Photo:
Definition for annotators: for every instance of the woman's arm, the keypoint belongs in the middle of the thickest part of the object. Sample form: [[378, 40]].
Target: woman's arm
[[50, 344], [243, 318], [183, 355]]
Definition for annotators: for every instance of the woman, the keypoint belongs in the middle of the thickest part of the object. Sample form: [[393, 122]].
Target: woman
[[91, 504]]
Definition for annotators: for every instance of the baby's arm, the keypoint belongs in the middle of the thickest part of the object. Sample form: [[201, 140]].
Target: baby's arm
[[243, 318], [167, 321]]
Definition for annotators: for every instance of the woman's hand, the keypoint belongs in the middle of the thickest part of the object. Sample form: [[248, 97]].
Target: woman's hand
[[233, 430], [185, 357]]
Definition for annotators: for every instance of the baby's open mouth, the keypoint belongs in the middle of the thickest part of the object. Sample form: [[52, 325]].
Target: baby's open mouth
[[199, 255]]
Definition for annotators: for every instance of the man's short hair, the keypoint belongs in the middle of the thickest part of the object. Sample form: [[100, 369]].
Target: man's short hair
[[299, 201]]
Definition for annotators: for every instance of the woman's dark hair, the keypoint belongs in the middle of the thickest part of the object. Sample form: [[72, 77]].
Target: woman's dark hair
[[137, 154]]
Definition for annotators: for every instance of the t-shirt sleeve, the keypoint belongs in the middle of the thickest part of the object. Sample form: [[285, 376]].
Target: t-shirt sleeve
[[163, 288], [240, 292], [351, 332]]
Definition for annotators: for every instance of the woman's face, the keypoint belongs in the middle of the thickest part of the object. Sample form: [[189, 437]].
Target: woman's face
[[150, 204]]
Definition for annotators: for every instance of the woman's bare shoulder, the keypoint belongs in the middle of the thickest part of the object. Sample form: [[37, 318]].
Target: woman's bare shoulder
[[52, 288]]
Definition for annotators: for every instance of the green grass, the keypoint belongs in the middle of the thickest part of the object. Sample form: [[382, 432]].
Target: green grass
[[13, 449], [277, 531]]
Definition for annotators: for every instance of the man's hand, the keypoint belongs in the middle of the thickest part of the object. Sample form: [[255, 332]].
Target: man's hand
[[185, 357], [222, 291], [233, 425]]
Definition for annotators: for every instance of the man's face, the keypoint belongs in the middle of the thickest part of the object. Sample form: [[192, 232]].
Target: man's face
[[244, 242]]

=== Work instruction ===
Your output should consist solely of the lines from the beginning of the entries through the line containing "form: [[248, 97]].", reproduced exactly.

=== Output of the task ===
Photo:
Definition for annotators: for every instance of the woman's arm, the keypoint belongs in the middle of the thickest part of the object. Sample form: [[378, 40]].
Target: woman's arm
[[50, 344], [243, 318], [183, 355]]
Definition for annotators: for every instance of the woman, the keypoint belongs in the middle of the thickest part of the object. Sample form: [[393, 122]].
Target: woman
[[91, 504]]
Definition for annotators: for every instance of the baby's arm, the keypoint belongs in the middle of the thickest part of the object. Sample form: [[201, 140]].
Target: baby's arm
[[243, 318], [167, 321]]
Definition for annotators: for every instance of the woman's hand, the keypoint belongs in the middle of the thickest part of the object. Sample form: [[248, 97]].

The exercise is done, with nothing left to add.